**** Data supplied ****

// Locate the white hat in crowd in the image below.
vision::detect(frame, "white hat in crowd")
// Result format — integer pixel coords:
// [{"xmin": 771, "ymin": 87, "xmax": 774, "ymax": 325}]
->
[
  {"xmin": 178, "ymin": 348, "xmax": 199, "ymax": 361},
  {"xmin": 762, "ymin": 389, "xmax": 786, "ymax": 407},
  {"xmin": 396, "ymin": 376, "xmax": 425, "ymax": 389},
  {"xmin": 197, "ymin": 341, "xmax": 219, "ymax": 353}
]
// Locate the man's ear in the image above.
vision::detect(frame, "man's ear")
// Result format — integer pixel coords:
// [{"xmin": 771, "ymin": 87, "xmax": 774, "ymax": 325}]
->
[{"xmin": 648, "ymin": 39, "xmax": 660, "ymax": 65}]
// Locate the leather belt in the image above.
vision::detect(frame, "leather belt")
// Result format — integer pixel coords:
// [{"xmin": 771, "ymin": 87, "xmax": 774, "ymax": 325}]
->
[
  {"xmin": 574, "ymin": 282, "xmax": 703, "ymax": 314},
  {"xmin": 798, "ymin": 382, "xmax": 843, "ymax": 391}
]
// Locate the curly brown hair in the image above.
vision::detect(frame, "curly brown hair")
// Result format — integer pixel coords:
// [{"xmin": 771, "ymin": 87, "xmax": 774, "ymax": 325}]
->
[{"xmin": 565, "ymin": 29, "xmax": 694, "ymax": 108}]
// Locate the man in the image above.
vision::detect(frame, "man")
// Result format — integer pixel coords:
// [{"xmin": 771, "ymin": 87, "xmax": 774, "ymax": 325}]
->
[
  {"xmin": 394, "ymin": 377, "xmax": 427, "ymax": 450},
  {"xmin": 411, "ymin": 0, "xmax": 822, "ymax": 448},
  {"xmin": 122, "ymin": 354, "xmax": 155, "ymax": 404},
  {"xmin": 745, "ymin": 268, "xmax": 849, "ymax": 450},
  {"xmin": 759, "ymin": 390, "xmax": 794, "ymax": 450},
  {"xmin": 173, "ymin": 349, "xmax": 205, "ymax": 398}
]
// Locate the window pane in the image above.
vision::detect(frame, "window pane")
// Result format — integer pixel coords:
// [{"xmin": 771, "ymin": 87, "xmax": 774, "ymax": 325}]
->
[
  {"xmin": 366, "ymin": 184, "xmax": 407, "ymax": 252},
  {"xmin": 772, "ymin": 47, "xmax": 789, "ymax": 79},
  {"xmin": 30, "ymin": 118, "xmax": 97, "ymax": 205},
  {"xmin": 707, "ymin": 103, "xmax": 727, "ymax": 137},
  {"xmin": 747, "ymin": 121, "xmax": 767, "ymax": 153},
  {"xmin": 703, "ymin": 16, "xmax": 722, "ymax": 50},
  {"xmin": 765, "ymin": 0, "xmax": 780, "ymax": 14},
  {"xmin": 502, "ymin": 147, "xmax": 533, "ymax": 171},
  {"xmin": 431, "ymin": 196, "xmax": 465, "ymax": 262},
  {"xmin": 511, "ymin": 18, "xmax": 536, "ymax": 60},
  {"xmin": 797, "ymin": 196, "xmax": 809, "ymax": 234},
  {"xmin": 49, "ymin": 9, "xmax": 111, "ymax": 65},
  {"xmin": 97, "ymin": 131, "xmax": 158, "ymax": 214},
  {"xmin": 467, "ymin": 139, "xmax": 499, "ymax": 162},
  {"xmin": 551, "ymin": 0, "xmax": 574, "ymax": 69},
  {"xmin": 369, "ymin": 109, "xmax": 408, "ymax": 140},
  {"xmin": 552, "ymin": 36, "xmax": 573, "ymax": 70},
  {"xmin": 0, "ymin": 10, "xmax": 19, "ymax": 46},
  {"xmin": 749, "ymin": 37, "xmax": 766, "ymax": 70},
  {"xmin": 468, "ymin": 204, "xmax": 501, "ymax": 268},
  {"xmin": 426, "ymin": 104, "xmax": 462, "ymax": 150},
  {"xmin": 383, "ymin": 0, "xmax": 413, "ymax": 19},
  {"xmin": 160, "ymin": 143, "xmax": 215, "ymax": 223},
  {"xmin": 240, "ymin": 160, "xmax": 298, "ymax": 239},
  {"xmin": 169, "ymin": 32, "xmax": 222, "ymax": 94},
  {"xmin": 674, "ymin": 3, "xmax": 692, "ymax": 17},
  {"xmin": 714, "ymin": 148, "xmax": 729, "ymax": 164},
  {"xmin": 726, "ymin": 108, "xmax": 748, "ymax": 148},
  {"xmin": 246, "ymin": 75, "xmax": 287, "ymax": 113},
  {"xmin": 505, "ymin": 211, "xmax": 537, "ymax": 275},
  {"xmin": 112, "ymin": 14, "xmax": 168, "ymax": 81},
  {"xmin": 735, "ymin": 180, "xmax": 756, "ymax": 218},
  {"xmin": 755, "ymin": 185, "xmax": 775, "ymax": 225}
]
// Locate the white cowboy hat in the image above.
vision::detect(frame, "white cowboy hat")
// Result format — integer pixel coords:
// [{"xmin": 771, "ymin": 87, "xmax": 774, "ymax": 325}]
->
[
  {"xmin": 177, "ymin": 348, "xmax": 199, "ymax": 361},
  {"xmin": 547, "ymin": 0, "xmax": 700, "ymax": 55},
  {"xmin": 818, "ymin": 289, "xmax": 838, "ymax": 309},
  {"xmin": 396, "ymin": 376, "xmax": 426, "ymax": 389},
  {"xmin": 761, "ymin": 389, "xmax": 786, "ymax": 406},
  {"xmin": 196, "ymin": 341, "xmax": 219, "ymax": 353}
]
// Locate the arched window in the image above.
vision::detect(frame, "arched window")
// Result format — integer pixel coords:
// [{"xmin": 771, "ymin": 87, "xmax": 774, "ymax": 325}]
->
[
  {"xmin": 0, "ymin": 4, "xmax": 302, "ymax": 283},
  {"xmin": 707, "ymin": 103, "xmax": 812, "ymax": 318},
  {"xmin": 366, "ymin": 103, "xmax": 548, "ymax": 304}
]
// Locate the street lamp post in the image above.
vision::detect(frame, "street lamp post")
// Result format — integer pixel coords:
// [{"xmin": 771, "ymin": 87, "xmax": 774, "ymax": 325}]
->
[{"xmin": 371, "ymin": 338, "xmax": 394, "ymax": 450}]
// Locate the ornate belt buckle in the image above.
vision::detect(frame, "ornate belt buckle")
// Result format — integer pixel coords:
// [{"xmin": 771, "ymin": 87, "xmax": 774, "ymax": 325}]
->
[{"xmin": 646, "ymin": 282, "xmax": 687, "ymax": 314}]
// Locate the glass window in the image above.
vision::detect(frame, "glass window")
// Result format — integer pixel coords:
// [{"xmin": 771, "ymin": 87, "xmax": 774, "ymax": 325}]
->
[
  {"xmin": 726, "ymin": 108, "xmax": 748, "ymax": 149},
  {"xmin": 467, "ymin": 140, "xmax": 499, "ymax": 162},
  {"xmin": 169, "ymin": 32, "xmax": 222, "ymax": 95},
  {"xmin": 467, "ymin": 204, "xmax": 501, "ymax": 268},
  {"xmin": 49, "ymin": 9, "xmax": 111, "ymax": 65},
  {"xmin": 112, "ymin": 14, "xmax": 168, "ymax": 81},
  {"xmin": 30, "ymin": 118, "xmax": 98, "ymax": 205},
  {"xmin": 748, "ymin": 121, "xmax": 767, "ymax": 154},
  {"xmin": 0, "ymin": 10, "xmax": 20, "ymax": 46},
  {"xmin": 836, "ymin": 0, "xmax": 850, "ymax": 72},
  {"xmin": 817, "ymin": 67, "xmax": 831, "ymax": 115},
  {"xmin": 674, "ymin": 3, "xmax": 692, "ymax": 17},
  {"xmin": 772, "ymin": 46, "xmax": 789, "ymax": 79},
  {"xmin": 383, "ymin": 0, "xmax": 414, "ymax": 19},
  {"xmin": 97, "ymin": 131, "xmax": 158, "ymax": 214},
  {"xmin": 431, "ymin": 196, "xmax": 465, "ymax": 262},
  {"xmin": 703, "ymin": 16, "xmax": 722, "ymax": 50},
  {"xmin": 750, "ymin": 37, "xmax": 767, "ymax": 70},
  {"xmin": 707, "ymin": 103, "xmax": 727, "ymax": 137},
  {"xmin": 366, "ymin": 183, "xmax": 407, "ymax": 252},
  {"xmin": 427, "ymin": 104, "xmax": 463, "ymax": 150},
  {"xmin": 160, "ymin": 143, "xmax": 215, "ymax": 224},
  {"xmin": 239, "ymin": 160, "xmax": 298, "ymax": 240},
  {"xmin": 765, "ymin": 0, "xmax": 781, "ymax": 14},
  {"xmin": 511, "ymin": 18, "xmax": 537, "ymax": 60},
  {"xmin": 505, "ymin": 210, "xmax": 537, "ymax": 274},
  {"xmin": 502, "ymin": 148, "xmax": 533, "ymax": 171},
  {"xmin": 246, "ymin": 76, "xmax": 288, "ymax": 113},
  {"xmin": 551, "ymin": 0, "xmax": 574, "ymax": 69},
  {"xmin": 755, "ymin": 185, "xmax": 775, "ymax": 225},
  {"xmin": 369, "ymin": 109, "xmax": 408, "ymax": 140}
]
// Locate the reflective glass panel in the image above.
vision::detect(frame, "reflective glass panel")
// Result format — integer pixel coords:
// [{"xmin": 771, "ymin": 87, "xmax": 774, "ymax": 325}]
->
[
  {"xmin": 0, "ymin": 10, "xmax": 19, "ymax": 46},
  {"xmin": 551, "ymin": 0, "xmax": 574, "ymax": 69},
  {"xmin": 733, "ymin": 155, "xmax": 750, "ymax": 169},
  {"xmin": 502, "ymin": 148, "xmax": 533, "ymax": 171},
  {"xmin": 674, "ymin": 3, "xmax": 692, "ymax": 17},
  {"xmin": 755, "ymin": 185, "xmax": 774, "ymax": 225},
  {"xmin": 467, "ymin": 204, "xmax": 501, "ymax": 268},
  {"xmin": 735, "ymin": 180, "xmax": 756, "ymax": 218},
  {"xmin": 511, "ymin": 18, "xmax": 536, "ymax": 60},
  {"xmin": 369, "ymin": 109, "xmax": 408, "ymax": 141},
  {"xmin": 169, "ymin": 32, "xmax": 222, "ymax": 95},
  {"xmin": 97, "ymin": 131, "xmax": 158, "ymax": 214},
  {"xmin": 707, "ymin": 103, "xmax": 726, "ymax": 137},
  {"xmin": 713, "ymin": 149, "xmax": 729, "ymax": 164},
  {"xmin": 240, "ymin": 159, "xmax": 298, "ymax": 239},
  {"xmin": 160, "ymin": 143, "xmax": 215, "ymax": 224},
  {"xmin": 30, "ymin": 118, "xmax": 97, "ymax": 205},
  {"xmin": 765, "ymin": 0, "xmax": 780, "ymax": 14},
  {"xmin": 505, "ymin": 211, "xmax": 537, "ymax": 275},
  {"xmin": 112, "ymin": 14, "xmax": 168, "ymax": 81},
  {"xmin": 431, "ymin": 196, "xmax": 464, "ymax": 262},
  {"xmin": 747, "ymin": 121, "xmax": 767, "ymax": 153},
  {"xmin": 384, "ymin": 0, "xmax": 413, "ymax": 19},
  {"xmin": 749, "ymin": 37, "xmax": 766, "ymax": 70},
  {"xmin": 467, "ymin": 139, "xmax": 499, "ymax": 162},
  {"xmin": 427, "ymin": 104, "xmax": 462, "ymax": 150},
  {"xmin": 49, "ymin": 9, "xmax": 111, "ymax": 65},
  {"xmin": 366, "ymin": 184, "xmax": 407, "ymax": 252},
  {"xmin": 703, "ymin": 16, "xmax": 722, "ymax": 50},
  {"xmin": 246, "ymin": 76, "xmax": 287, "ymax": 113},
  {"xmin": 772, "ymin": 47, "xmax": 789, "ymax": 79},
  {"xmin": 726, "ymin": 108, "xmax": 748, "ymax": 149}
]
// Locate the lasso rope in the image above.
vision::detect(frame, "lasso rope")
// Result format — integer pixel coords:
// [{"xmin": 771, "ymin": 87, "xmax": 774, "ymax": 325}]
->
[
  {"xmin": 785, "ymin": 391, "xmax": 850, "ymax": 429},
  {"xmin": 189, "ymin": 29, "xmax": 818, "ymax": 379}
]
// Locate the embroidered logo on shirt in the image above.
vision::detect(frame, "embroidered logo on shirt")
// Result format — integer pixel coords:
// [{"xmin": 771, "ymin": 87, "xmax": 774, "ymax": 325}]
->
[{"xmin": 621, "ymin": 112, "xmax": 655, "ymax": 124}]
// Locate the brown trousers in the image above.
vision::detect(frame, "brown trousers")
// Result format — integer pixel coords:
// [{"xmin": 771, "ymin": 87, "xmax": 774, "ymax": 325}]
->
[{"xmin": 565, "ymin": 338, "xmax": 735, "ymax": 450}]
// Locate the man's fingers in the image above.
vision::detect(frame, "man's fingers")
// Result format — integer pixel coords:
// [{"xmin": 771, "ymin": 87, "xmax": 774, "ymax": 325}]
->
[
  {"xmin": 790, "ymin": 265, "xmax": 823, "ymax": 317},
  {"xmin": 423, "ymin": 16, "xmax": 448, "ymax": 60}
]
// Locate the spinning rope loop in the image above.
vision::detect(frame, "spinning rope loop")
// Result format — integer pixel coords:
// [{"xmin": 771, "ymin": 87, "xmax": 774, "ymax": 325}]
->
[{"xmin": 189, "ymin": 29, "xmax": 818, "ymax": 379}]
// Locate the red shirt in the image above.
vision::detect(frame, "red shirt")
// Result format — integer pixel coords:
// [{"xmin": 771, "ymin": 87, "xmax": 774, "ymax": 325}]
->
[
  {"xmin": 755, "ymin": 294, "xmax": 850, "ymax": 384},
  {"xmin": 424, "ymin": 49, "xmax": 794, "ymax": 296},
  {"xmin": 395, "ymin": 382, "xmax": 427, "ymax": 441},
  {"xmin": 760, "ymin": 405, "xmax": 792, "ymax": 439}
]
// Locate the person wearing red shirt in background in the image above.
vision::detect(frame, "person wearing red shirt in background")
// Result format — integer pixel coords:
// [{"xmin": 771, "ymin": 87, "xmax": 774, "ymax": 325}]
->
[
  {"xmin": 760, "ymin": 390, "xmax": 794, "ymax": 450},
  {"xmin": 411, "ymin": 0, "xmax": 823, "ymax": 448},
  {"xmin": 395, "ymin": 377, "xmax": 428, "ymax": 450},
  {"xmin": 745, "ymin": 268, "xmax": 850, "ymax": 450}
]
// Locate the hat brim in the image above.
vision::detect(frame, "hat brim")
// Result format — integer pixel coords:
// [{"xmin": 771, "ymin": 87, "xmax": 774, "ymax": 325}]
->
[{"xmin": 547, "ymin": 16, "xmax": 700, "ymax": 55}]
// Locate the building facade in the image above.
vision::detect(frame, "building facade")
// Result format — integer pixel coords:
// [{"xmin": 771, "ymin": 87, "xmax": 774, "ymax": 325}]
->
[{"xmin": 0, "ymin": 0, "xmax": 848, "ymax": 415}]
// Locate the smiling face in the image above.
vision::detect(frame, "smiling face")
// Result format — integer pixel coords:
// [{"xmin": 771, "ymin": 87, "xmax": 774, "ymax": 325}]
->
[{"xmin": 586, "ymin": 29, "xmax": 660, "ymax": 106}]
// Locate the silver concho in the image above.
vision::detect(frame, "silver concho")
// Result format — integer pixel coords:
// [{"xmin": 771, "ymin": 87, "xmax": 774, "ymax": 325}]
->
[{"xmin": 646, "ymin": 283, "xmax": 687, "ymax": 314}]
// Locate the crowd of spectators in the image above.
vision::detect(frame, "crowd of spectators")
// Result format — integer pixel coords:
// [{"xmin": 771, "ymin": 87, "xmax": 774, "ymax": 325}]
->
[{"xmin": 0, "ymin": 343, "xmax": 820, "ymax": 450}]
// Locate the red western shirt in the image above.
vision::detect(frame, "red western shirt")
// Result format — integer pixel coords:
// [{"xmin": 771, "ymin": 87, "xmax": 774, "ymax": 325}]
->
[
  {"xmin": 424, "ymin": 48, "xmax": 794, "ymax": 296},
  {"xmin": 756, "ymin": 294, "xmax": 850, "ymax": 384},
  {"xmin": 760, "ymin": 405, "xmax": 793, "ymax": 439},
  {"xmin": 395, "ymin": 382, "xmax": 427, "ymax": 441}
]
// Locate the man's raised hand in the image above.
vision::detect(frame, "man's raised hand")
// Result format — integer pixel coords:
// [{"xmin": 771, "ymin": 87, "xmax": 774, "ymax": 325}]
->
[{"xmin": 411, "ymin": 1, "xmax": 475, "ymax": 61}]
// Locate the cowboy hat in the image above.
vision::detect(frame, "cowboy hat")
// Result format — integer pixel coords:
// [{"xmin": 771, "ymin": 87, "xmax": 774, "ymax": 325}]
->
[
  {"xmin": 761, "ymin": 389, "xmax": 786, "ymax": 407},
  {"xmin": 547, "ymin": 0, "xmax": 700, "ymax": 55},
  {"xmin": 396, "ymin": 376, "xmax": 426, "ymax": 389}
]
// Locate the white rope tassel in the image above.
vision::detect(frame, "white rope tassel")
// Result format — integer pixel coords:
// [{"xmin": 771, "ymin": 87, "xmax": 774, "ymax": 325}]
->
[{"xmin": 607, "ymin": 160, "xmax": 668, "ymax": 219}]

****

Aim of the exercise: Filter the records above for "wearing" and copy every matching line.

Solution:
// Locate the person wearing red shirt in background in the image above.
vision::detect(frame, "person wearing red shirt in background")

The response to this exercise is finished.